● GIVEN TEXT
Hough Windmill is a tower windmill in Swannington, Leicestershire, England built in the late 18th century on the boundary with the village of Thringstone. The mill served a coal mining community. The structure is surrounded by the remains of ancient shallow coal mines and local maps show many footpaths and tracks made by the miners who walked between them. The mill and surrounding area is owned by the Swannington Heritage Trust.

==Previous Mills==

At least five mills were built on high ground to the north of Swannington and were operated by three local milling families, the Griffins, Chesters and the Kerbys. The earliest structures were post mills — a more primitive, less stable but far cheaper design where the entire mill body must be rotated to face the wind. Over the years all succumbed to fire, storm or decay, the last killing its owner when it collapsed in the early 1800s. Dismantled and reassembled nearby, the mill operated until 1895 when the components were sold.

==Present Mill==

John Griffin built the present structure, replacing a nearby post mill and purchasing land from the Enclosure Commissioners in 1804. The mill was operated by his tenant, James Kerby who paid an annual rent of £30. In 1877, it was sold to John Hough, steward to the Beaumonts of Coleorton, for £1,175, the Kerby family continuing until replaced by the last commercial tenant, Walter Chester. The mill closed early in the 20th century by which time the technology was obsolete.
The derelict mill was listed in the 1980s and compulsorily purchased by North West Leicestershire District Council, who sold it to Swannington Heritage Trust in 1994. The Trust refurbished the mill with the aid of a £70,883 grant from the Heritage Lottery Fund. It was opened by Mr David Taylor, MP, on 26 March 2000 and attracted 1,600 visitors during the first year.
Inside the mill is a poster advertising the sale of a mill on Thringstone common by auction at the New Inn at Peggs Green. Both properties were part of Thringstone Civil Parish until its abolition in April 1936, Hough Mill being part of 70 acres transferred to Swannington whilst the New Inn was part of 98 acres transferred to Coleorton.

● WORK TASK 1
According to the passage on Hough Windmill, how much grant money did the Heritage Lottery Fund give toward refurbishing the mill?
● WORK TASK 2
From the passage on Hough Windmill, quote everything from "John Griffin built" down to "the first year.".
The listing that follows was taken from a different source than the passage on Hough Windmill.

● EXCERPTED DATA
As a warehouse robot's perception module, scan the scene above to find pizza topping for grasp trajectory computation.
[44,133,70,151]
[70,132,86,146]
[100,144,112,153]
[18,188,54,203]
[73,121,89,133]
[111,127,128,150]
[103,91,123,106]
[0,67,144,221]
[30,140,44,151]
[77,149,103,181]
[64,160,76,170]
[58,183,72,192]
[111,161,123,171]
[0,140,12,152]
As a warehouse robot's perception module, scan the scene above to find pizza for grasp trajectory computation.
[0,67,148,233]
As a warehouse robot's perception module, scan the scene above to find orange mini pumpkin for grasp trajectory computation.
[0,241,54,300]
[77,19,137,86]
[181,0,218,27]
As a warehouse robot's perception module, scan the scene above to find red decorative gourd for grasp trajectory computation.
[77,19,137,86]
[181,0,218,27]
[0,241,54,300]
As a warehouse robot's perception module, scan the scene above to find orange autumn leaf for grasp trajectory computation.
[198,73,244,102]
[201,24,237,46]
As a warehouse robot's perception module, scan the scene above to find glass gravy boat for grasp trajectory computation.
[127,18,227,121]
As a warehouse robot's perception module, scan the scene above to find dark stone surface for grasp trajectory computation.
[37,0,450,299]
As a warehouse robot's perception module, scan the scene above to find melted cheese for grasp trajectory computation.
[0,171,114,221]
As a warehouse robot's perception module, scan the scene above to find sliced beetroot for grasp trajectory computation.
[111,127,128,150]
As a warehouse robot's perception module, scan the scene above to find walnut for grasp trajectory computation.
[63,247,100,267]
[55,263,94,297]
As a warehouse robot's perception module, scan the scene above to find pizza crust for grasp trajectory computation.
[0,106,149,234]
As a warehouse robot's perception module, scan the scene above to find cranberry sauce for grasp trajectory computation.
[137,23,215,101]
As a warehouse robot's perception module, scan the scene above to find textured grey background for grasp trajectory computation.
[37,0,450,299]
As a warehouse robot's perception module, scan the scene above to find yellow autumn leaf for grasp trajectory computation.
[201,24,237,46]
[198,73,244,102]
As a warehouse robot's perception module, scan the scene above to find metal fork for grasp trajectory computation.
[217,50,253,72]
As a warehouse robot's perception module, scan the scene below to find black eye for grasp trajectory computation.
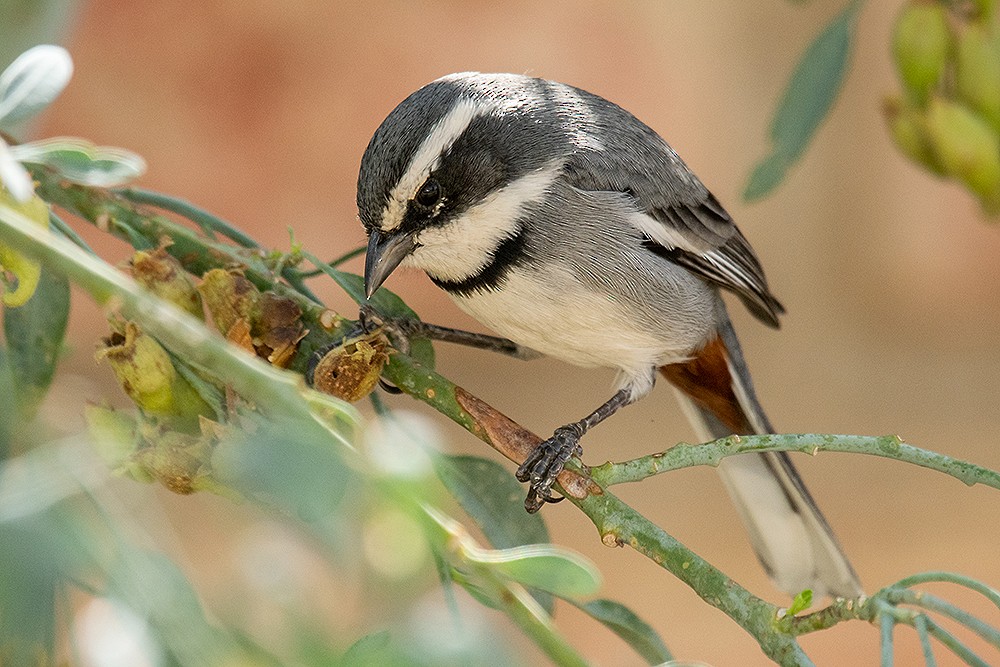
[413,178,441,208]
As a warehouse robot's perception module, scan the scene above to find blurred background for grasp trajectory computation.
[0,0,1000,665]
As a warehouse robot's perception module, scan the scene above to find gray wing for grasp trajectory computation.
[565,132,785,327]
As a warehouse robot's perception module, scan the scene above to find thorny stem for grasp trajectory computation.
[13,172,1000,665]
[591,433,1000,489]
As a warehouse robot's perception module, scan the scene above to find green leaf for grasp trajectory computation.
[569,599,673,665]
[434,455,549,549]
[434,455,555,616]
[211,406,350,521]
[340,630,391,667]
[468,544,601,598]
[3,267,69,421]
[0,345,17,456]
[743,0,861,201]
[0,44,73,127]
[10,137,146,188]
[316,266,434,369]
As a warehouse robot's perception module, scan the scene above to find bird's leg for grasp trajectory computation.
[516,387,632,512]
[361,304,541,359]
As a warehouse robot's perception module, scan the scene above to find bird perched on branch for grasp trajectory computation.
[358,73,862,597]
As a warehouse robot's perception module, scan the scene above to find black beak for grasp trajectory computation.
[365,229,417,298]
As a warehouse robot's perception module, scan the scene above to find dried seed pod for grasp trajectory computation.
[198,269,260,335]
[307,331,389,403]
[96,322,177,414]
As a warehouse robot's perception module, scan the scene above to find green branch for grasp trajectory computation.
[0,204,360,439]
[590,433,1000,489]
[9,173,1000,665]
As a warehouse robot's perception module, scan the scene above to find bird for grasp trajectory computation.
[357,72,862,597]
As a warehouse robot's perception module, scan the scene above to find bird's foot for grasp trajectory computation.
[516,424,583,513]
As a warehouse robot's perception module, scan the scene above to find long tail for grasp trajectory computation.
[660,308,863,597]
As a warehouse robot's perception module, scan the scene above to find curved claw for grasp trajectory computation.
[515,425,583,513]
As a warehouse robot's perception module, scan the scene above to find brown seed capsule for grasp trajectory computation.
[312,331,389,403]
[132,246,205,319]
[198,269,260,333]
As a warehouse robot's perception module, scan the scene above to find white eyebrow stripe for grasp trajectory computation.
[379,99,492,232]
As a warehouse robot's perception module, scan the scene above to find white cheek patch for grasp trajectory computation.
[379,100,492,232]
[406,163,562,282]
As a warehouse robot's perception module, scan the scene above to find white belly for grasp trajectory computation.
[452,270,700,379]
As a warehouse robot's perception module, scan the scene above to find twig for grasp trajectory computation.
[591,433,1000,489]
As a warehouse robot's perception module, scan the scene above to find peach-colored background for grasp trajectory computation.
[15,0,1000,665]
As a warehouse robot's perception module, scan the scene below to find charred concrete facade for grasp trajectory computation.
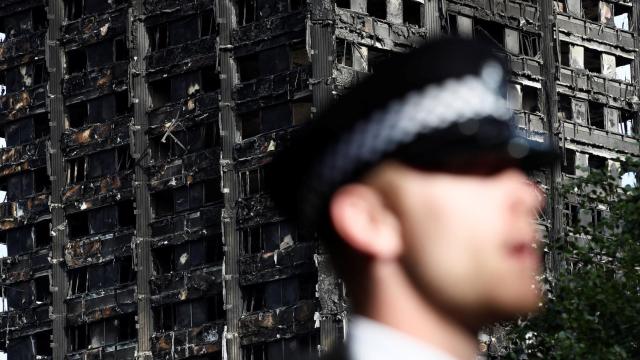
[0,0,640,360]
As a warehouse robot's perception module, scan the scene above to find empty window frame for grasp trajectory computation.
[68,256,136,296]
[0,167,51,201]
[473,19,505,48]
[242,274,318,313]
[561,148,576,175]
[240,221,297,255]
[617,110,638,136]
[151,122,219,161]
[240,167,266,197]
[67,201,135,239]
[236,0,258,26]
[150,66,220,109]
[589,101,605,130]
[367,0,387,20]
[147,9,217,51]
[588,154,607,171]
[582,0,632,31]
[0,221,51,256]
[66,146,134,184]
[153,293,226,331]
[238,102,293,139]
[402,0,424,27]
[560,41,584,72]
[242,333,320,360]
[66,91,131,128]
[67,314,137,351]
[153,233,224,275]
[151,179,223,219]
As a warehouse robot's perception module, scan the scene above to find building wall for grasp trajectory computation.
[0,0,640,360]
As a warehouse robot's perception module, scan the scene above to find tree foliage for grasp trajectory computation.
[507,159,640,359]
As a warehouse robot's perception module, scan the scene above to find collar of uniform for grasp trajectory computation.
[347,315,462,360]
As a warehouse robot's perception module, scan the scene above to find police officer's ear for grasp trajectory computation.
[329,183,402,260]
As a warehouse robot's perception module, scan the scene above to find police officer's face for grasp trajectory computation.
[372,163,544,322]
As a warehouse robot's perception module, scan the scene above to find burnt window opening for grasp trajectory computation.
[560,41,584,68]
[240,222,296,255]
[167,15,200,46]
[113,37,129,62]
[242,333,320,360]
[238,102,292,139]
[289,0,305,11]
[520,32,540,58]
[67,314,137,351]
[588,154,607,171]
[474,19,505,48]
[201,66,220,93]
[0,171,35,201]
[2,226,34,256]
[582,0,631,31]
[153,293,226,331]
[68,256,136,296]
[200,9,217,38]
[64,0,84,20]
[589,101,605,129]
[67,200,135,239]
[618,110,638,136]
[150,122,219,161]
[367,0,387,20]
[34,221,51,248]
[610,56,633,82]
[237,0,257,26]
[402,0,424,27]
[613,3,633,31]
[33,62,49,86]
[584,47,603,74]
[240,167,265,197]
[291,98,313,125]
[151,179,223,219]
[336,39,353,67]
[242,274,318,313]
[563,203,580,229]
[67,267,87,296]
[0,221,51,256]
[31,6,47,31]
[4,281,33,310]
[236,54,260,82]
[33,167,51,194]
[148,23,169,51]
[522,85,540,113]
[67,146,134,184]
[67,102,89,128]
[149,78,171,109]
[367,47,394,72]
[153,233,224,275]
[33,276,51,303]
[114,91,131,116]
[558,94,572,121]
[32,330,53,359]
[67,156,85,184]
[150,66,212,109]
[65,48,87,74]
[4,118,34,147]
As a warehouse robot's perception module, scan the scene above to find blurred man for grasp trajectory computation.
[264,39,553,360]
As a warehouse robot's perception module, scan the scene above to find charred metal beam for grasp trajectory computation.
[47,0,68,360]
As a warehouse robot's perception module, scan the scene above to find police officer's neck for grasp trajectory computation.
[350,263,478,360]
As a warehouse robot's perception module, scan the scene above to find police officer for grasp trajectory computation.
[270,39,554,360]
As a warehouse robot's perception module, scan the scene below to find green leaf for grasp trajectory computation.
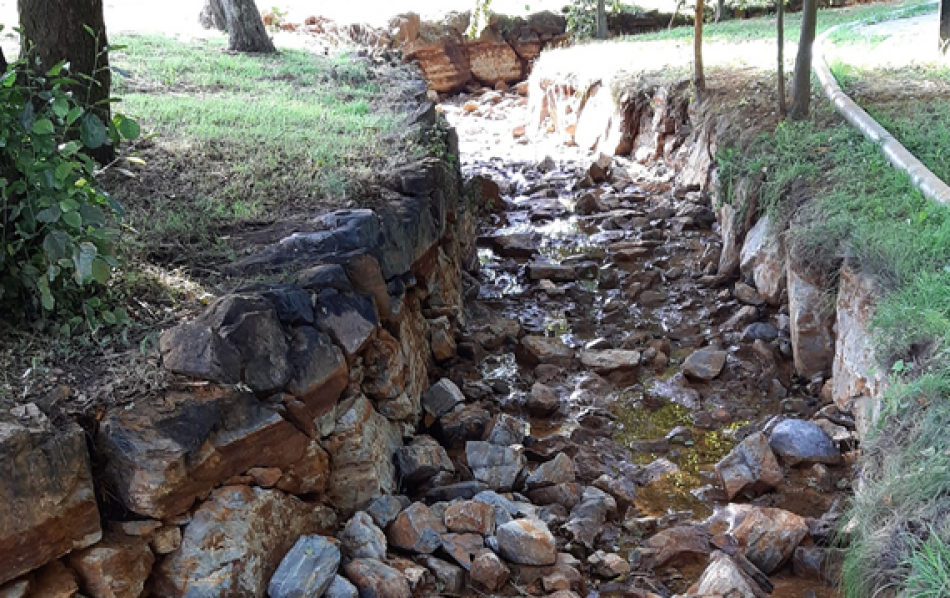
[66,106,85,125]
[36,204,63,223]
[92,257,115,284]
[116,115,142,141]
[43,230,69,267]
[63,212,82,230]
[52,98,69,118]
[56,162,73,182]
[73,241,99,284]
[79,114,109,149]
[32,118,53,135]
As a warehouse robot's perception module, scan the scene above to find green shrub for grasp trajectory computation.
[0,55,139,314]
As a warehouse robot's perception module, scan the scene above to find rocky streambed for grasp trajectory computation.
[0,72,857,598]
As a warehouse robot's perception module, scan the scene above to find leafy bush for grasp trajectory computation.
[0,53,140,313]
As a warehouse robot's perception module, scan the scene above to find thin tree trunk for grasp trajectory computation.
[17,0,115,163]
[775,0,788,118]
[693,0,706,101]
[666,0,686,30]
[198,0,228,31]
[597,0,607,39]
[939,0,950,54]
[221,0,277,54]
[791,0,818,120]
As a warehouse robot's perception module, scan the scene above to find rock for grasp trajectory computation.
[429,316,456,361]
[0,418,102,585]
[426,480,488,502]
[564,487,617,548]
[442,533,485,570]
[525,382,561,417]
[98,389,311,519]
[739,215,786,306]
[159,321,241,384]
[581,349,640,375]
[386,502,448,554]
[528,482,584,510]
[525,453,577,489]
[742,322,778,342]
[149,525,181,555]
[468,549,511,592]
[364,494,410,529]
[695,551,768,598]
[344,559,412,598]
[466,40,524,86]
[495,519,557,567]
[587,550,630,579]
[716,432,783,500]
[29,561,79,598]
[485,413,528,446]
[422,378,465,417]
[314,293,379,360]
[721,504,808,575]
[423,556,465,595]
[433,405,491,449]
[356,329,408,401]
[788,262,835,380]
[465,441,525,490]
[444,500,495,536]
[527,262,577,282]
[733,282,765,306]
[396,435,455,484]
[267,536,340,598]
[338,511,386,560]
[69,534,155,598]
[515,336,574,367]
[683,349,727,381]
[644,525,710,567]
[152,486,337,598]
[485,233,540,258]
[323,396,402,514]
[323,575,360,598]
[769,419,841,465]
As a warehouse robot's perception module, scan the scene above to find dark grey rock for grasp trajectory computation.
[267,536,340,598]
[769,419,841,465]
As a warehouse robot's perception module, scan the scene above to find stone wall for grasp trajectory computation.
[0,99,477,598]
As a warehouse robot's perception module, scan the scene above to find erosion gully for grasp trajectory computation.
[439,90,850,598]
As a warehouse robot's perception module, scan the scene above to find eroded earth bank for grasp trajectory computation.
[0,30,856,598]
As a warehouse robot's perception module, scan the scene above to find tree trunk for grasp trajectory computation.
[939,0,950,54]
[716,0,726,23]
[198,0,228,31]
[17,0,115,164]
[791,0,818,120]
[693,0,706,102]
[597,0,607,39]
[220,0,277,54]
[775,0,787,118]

● EXERCISE SOLUTION 1
£70,883

● EXERCISE SOLUTION 2
John Griffin built the present structure, replacing a nearby post mill and purchasing land from the Enclosure Commissioners in 1804. The mill was operated by his tenant, James Kerby who paid an annual rent of £30. In 1877, it was sold to John Hough, steward to the Beaumonts of Coleorton, for £1,175, the Kerby family continuing until replaced by the last commercial tenant, Walter Chester. The mill closed early in the 20th century by which time the technology was obsolete.
The derelict mill was listed in the 1980s and compulsorily purchased by North West Leicestershire District Council, who sold it to Swannington Heritage Trust in 1994. The Trust refurbished the mill with the aid of a £70,883 grant from the Heritage Lottery Fund. It was opened by Mr David Taylor, MP, on 26 March 2000 and attracted 1,600 visitors during the first year.